##### 选定文本

偏振散射光谱术是一种新型的早期癌症无损光学检测技术。目前, 对这一技术的机理研究缺乏较好的理论手段。引入并行计算方法, 采用斯托克斯(Stokes)参量和米勒(Müller)矩阵分别描述光子包和介质的偏振特性, 实现了可用于模拟偏振散射光谱的并行偏振蒙特卡罗程序。程序基于消息传递接口(Message passing interface,MPI)并行开发平台, 采用主从(Master-slaver)并行计算模型, 并用任务池方法实现动态负载平衡。混浊介质后向偏振散射光谱的模拟和实验结果对照证实了程序的正确性;程序并行效率分析表明了程序在任务规模和节点规模上具有良好的可扩展性, 对于较大规模的任务, 使用n个从节点的模拟时间约为使用1个从节点模拟时间的1/n倍。

Spectroscopy of polarized light scattering is a novel technique prospected to diagnose precancerous lesions. However, a perfect theoretical method to study the mechanism of this technique is absent. With the parallel computing and Stokes-Müller formalism to describe the polarization of photon and media, respectively, a Monte-Carlo program, which can simulate the spectra of polarized light scattering, is developed. The program is designed with a master-slave architecture based on message passing interface (MPI), and a dynamic load balance is obtained via taskpool scheme. It has been validated by the comparison of polarized light backscattering spectra in turbid media between simulation and experiments. Furthermore, results show that this program can provide excellent scalability of task size and slaver number. For long-time required simulations, the computational time of using n slavers can be reduced as almost 1/n times of using 1 slaver.

##########

任务说明:
根据上文回答：
1. 程序分别用什么描述光子包和介质的偏振特性？
2. 程序用什么方法实现动态负载平衡？
3. 对于较大规模的任务，使用n个从节点的模拟时间约为使用1个从节点的多少？

##### 已知信息

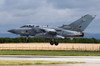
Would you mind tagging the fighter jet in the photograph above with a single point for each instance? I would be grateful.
(72, 30)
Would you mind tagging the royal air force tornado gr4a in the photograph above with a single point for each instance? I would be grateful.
(74, 29)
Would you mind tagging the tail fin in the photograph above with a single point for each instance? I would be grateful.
(82, 23)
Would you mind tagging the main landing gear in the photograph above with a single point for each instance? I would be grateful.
(54, 42)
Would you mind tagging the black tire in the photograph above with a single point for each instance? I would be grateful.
(56, 43)
(52, 42)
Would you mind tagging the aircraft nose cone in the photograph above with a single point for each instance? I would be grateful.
(12, 31)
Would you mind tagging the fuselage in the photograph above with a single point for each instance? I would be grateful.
(37, 32)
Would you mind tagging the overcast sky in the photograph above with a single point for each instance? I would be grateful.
(15, 13)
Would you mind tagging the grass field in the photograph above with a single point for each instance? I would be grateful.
(53, 53)
(29, 62)
(47, 46)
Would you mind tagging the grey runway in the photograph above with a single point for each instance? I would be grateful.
(90, 60)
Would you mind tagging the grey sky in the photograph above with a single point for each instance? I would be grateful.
(14, 13)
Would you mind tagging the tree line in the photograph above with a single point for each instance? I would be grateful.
(39, 40)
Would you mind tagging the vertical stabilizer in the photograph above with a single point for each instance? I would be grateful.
(82, 23)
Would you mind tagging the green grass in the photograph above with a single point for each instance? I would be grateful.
(53, 53)
(29, 62)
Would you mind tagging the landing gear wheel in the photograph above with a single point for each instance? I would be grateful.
(52, 42)
(56, 43)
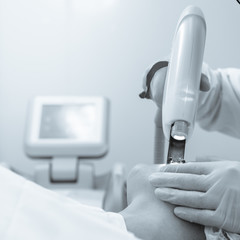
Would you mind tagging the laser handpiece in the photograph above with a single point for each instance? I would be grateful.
(181, 90)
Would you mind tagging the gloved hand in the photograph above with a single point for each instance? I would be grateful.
(207, 193)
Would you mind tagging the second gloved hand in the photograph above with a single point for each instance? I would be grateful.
(206, 193)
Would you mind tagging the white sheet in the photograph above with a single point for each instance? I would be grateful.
(28, 211)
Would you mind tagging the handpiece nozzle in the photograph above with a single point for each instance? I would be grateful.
(179, 130)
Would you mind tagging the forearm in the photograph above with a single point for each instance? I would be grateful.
(219, 109)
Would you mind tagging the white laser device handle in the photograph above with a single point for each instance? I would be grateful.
(181, 90)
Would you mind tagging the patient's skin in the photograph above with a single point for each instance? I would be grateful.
(151, 219)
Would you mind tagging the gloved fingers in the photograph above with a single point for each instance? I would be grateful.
(180, 181)
(191, 167)
(191, 199)
(204, 83)
(203, 217)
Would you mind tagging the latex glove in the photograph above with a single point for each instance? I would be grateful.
(207, 193)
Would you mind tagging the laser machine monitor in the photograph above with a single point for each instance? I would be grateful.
(62, 131)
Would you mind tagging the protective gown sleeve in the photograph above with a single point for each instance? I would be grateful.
(219, 108)
(29, 211)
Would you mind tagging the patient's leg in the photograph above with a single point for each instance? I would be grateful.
(149, 218)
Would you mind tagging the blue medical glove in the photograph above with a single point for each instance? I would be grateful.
(206, 193)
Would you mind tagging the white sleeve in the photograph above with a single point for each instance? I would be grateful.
(219, 108)
(29, 211)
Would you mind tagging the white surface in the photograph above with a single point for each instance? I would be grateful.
(29, 211)
(85, 196)
(102, 47)
(180, 98)
(76, 126)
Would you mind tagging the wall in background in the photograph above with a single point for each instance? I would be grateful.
(102, 47)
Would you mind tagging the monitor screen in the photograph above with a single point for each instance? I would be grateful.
(70, 121)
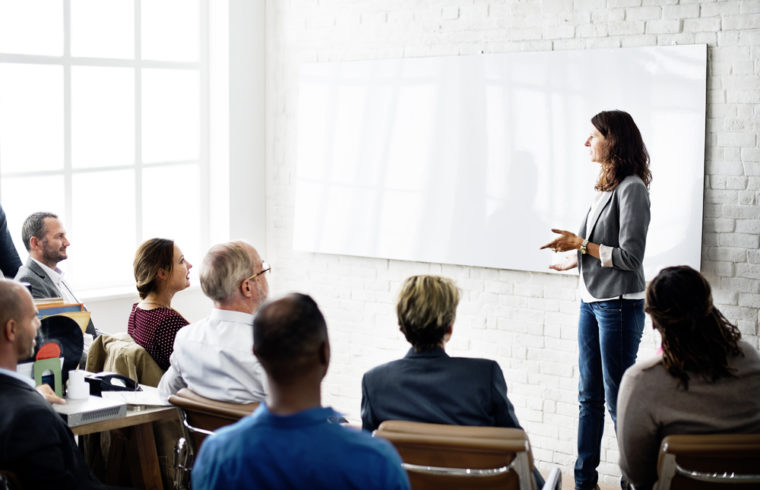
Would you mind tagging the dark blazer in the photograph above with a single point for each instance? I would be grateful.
(621, 222)
(36, 444)
(435, 388)
(43, 287)
(9, 260)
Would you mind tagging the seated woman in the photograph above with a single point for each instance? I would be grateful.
(706, 380)
(427, 385)
(160, 271)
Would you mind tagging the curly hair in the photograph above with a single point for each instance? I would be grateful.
(426, 309)
(626, 153)
(696, 337)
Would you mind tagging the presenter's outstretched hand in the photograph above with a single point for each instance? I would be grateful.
(567, 240)
(569, 263)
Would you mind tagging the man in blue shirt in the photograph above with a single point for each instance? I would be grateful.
(291, 441)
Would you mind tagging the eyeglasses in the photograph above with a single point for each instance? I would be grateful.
(265, 267)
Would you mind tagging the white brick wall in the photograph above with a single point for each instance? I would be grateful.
(525, 321)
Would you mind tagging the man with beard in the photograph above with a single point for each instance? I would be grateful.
(45, 238)
(212, 356)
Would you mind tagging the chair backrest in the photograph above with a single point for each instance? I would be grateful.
(203, 415)
(709, 461)
(440, 456)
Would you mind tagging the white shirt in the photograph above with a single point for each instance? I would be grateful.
(56, 275)
(214, 358)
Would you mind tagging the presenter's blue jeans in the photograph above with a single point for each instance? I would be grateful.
(609, 333)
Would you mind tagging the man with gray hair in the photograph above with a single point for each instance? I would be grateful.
(213, 357)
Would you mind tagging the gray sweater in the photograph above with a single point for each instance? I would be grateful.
(652, 406)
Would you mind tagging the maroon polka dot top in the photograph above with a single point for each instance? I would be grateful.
(155, 331)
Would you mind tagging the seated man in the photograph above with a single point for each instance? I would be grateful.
(35, 443)
(706, 379)
(213, 356)
(291, 441)
(427, 385)
(45, 239)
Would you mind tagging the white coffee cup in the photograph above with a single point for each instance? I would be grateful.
(78, 389)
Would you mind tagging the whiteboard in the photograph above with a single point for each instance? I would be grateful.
(472, 159)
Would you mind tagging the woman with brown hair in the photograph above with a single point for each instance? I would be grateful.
(160, 272)
(706, 380)
(610, 245)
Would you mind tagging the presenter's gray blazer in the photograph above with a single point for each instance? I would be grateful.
(621, 222)
(42, 286)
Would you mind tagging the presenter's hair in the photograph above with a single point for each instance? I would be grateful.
(10, 301)
(288, 334)
(151, 256)
(426, 309)
(626, 153)
(34, 226)
(224, 267)
(696, 337)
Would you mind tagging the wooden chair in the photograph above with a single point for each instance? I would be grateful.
(709, 461)
(201, 416)
(443, 457)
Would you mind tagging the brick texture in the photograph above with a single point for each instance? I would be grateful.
(525, 321)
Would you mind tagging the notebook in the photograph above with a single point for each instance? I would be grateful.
(92, 409)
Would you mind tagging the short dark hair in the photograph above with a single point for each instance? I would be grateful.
(287, 336)
(626, 153)
(696, 337)
(426, 308)
(152, 255)
(34, 226)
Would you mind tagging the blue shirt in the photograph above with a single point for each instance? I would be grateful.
(304, 450)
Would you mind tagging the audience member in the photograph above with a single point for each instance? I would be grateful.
(705, 380)
(427, 385)
(35, 443)
(160, 272)
(9, 260)
(45, 239)
(291, 441)
(213, 356)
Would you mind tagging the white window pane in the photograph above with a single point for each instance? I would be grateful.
(15, 192)
(31, 27)
(103, 28)
(102, 116)
(171, 206)
(170, 115)
(170, 30)
(102, 233)
(31, 117)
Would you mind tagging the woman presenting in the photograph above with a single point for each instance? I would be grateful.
(610, 246)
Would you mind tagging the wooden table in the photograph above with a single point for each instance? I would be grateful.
(139, 420)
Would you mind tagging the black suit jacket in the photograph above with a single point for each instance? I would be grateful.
(36, 444)
(435, 388)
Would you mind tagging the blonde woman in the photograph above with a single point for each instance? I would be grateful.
(160, 272)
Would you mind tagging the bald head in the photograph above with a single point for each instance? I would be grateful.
(224, 271)
(18, 324)
(290, 338)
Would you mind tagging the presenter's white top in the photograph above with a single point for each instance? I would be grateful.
(214, 358)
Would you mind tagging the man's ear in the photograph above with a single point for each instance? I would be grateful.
(324, 353)
(9, 331)
(34, 243)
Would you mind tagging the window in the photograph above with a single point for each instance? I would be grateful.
(104, 109)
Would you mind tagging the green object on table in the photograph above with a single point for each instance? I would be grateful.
(53, 365)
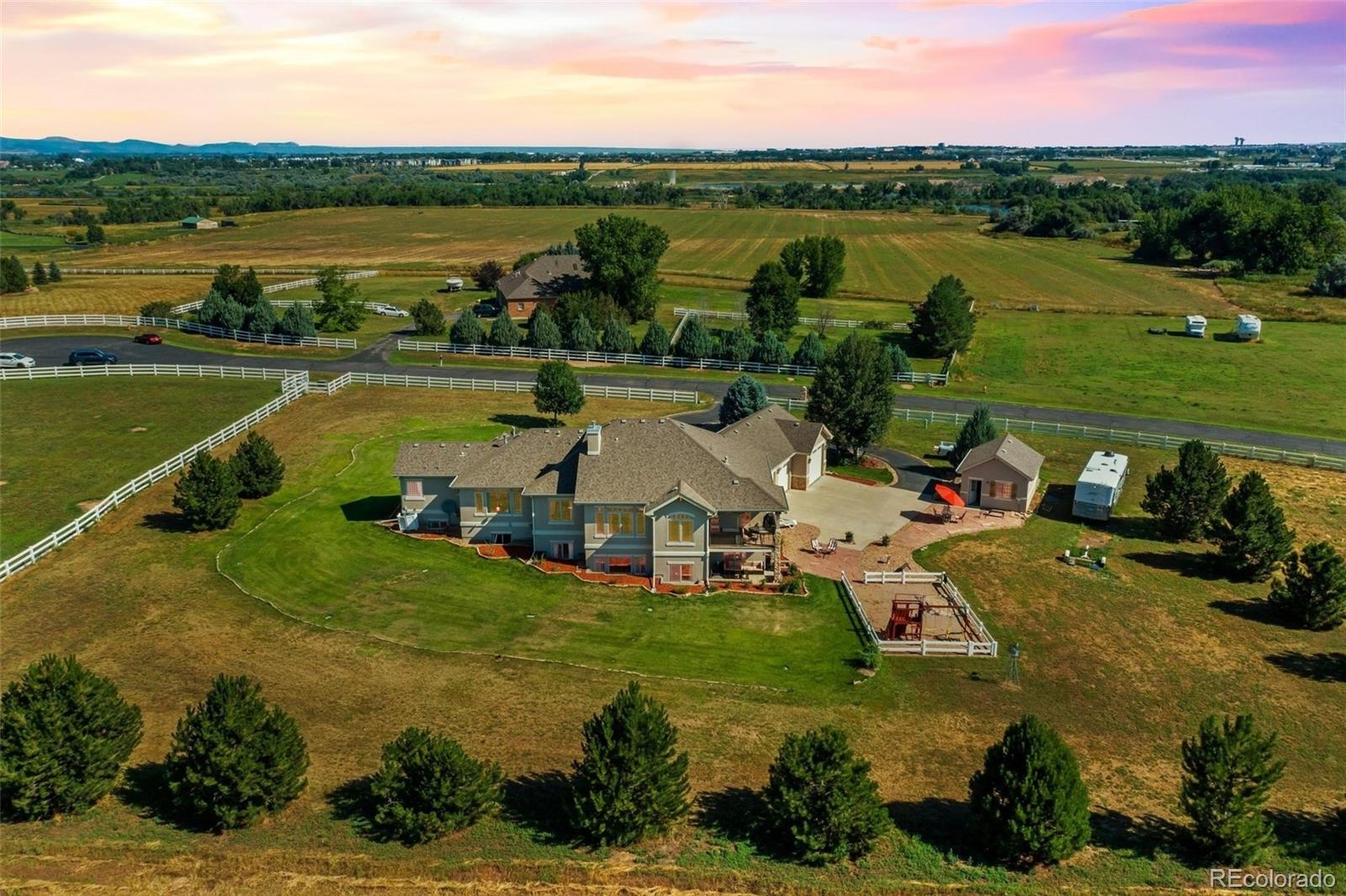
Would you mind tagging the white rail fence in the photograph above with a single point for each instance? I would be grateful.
(293, 388)
(979, 644)
(807, 321)
(172, 323)
(1104, 433)
(649, 361)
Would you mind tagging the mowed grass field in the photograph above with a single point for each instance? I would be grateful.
(888, 256)
(1294, 379)
(71, 442)
(1121, 665)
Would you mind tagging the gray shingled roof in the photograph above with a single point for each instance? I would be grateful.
(1011, 451)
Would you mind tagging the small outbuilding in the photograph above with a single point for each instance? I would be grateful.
(1000, 474)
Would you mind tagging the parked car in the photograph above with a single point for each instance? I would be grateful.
(92, 357)
(15, 359)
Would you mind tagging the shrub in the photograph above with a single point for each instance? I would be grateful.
(256, 466)
(1228, 772)
(233, 758)
(428, 786)
(632, 782)
(208, 494)
(821, 803)
(66, 734)
(1029, 803)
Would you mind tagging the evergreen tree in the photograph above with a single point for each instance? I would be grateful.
(811, 352)
(978, 431)
(1228, 772)
(428, 786)
(543, 331)
(66, 734)
(1029, 803)
(298, 321)
(558, 390)
(632, 782)
(617, 338)
(1312, 594)
(1184, 500)
(468, 330)
(1251, 534)
(428, 318)
(821, 803)
(256, 466)
(582, 338)
(656, 341)
(944, 323)
(208, 494)
(852, 393)
(746, 395)
(695, 341)
(233, 758)
(505, 332)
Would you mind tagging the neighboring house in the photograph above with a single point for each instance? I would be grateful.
(540, 282)
(654, 498)
(1002, 474)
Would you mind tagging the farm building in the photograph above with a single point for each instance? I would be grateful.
(1000, 474)
(1100, 485)
(540, 282)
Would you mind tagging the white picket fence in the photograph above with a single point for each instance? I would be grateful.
(649, 361)
(172, 323)
(808, 321)
(293, 388)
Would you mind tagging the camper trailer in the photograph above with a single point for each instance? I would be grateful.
(1100, 485)
(1248, 327)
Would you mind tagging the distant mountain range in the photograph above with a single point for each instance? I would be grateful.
(54, 146)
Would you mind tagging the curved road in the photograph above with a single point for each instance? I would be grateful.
(54, 350)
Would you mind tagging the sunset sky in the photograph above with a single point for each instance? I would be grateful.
(676, 74)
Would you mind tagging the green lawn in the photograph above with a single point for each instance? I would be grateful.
(65, 442)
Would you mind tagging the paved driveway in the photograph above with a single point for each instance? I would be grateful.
(836, 506)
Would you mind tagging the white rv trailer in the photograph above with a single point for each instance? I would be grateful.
(1100, 485)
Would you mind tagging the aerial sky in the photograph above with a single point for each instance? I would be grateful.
(676, 74)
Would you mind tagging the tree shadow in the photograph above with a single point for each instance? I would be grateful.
(370, 509)
(538, 802)
(1325, 666)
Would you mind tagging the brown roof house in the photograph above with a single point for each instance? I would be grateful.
(540, 282)
(1000, 474)
(656, 498)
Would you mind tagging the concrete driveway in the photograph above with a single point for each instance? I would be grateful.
(836, 506)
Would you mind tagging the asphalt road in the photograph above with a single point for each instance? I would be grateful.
(54, 350)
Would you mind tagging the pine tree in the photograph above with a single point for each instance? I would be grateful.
(1251, 534)
(233, 758)
(208, 494)
(656, 341)
(428, 786)
(66, 734)
(746, 395)
(505, 332)
(256, 466)
(558, 390)
(1228, 772)
(821, 803)
(1312, 592)
(978, 431)
(543, 331)
(632, 782)
(1184, 500)
(1029, 803)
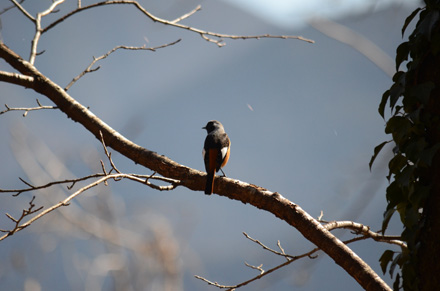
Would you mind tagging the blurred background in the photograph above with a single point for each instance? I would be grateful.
(302, 118)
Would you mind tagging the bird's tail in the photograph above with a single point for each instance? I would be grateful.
(209, 184)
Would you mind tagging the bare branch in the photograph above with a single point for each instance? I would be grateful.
(204, 34)
(259, 268)
(21, 8)
(17, 79)
(26, 109)
(39, 30)
(90, 70)
(25, 213)
(366, 232)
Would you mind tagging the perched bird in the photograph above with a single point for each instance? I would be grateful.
(215, 152)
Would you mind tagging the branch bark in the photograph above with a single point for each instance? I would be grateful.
(193, 179)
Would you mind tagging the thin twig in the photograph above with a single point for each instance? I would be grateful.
(89, 69)
(204, 34)
(199, 7)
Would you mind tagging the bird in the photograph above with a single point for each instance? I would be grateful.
(216, 151)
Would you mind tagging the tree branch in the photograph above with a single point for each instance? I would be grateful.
(204, 34)
(26, 109)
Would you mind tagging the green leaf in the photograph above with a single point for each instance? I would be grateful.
(396, 284)
(386, 257)
(409, 19)
(377, 150)
(399, 127)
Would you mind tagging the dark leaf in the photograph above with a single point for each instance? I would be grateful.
(402, 54)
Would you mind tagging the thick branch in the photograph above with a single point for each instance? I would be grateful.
(195, 180)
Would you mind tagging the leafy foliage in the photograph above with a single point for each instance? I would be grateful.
(413, 119)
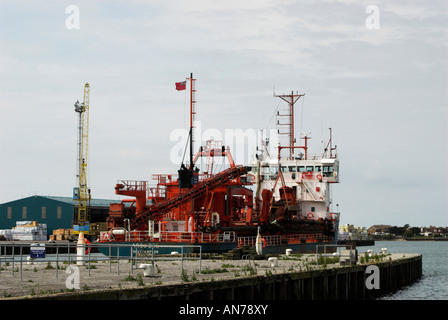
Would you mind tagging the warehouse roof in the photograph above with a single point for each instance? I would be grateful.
(69, 200)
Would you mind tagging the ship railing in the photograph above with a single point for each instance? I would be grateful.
(312, 237)
(165, 236)
(289, 239)
(185, 236)
(251, 241)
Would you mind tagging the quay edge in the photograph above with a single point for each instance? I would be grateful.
(340, 283)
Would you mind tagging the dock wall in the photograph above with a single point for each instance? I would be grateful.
(341, 283)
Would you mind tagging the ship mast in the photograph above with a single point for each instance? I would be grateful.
(290, 99)
(192, 115)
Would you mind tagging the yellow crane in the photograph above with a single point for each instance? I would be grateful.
(81, 193)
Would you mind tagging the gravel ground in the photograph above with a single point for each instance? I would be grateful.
(41, 278)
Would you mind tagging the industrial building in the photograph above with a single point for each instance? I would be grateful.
(55, 212)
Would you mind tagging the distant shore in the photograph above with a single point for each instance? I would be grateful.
(412, 239)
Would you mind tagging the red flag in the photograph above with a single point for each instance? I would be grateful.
(181, 85)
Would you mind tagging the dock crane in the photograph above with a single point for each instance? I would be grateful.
(81, 193)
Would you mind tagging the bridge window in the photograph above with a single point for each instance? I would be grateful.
(328, 171)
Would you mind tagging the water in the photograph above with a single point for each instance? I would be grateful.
(433, 285)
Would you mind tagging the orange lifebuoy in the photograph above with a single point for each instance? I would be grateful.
(105, 236)
(87, 242)
(264, 243)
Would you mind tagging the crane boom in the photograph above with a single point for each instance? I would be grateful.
(81, 193)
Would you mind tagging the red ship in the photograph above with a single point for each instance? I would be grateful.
(282, 201)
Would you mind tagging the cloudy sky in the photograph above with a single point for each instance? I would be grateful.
(377, 78)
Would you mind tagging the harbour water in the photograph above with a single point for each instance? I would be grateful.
(433, 285)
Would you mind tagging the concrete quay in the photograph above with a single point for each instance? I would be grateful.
(295, 277)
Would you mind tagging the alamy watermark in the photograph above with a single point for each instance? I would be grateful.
(373, 20)
(373, 280)
(73, 280)
(72, 22)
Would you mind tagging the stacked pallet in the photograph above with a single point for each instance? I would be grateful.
(29, 230)
(61, 234)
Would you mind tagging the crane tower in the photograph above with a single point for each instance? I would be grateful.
(81, 193)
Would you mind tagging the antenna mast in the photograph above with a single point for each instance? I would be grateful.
(291, 99)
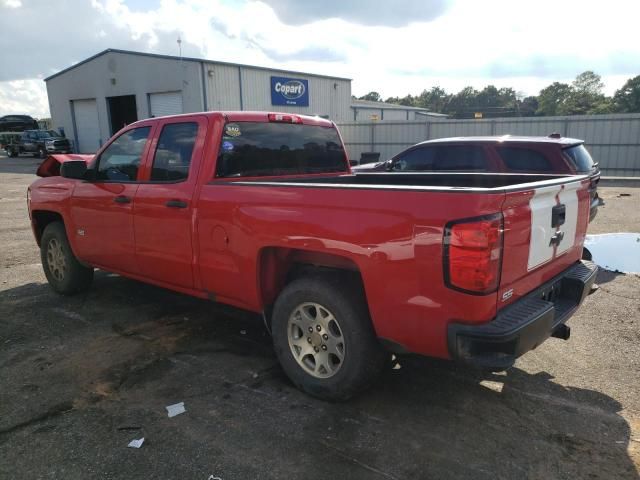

##########

任务答案:
1. 用斯托克斯参量描述光子包的偏振特性，用米勒矩阵描述介质的偏振特性。
2. 用任务池方法。
3. 约为1/n倍。